_Work instruction_.
Leaving out the pictures, please retype each record exactly.

(Image-grounded pointing data)

☆ ☆ ☆ ☆ ☆ ☆ ☆

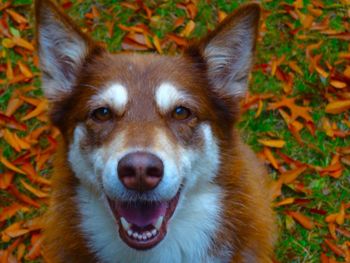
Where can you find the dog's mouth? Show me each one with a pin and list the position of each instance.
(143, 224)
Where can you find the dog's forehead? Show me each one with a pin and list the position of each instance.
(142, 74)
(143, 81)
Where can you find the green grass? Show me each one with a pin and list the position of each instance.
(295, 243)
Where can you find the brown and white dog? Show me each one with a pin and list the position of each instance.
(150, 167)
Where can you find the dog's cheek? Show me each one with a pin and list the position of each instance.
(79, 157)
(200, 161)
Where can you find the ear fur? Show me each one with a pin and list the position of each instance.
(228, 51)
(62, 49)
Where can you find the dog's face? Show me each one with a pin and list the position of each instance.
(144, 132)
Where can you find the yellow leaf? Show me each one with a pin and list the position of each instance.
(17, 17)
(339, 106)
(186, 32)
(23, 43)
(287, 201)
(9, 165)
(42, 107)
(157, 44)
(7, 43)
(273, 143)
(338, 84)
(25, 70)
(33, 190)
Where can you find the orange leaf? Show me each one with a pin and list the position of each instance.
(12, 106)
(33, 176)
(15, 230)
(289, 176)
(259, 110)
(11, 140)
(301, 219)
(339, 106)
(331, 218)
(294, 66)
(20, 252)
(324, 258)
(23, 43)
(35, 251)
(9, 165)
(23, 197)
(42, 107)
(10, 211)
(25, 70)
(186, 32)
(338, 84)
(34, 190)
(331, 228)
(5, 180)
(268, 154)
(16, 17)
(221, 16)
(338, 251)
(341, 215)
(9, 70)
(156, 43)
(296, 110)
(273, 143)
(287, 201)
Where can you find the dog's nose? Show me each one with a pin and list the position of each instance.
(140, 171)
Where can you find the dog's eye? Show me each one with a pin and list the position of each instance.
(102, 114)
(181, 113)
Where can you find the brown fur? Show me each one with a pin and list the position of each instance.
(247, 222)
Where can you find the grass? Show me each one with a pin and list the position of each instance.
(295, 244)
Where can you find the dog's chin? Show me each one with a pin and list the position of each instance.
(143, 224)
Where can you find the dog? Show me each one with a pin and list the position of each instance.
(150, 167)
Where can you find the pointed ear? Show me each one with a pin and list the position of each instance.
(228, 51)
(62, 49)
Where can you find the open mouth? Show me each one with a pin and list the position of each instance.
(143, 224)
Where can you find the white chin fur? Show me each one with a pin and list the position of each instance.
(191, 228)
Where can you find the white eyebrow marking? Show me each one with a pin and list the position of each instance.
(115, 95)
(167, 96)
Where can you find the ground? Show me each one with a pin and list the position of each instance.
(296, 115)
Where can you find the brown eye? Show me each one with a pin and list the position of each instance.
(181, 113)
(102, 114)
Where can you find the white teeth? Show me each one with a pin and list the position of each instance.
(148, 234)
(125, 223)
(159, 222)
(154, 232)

☆ ☆ ☆ ☆ ☆ ☆ ☆

_Task result_.
Where can you find the dog's mouth? Show me each one with a pin and list the position of each instance.
(143, 224)
Where can you find the dog's forehead? Show me each one with a pin and list the position of each instance.
(142, 74)
(143, 81)
Where can you find the green grass? Show me each one with a pin and list the position of each instance.
(295, 243)
Where can you find the brown and white dog? Show me each one with a pin and list the position of each instance.
(150, 167)
Where can you find the dog's cheek? Show me each one with a pin and list the position of each instance.
(79, 157)
(200, 161)
Where can you find the ear fur? Show me each one with a pin and list the position of each instance.
(228, 51)
(62, 49)
Where can you find the dog's face? Show me each one with a pin and list the position of each instance.
(144, 132)
Where can you find the yellow leaf? Show me each one with a pin and list the position of each instance.
(17, 17)
(339, 106)
(186, 32)
(23, 43)
(287, 201)
(9, 165)
(42, 107)
(157, 44)
(7, 43)
(273, 143)
(338, 84)
(25, 70)
(33, 190)
Where can you find the orange leaf? Show me each one with a pin and list the position of each instance.
(12, 106)
(33, 176)
(15, 230)
(289, 176)
(259, 110)
(11, 140)
(301, 219)
(339, 106)
(331, 218)
(294, 66)
(20, 252)
(324, 258)
(23, 43)
(35, 251)
(9, 165)
(23, 197)
(42, 107)
(10, 211)
(25, 70)
(186, 32)
(338, 84)
(34, 190)
(331, 228)
(5, 180)
(268, 154)
(16, 17)
(221, 16)
(338, 251)
(341, 215)
(9, 70)
(156, 43)
(296, 110)
(273, 143)
(287, 201)
Where can you find the dog's nose? Show me each one with a pin and list the position of each instance.
(140, 171)
Where can you find the dog's eye? Show me each one with a pin and list the position of each instance.
(102, 114)
(181, 113)
Where can you find the brown fur? Show me each one with a pin and list the position of each instance.
(247, 222)
Where can you find the grass? Show me each one with a pin and list the position of each instance.
(295, 244)
Where can you find the dog's chin? Show me each one with a pin and list the position of each instance.
(143, 224)
Where can you find the dog? Show me each one with a pin and list the position of each instance.
(150, 167)
Where can you find the pointed ear? Show me each one with a pin and list the position of each instance.
(228, 51)
(62, 49)
Where can you find the open mouth? Show me each one with a pin and list the position of each instance.
(143, 224)
Where can you find the white chin fur? Show me each one with a pin and list the position of each instance.
(191, 228)
Where can you find the white eyebrow marking? Show me each one with a pin and list the position of each instance.
(115, 95)
(167, 96)
Where can you find the ground? Show me each one with a pin and list the position of each instance.
(296, 115)
Where can you find the brown eye? Show me each one with a pin and list the position of each instance.
(181, 113)
(102, 114)
Where can you find the white teeth? Show me each one with a pin and list the position of each instance.
(148, 234)
(125, 223)
(159, 222)
(154, 232)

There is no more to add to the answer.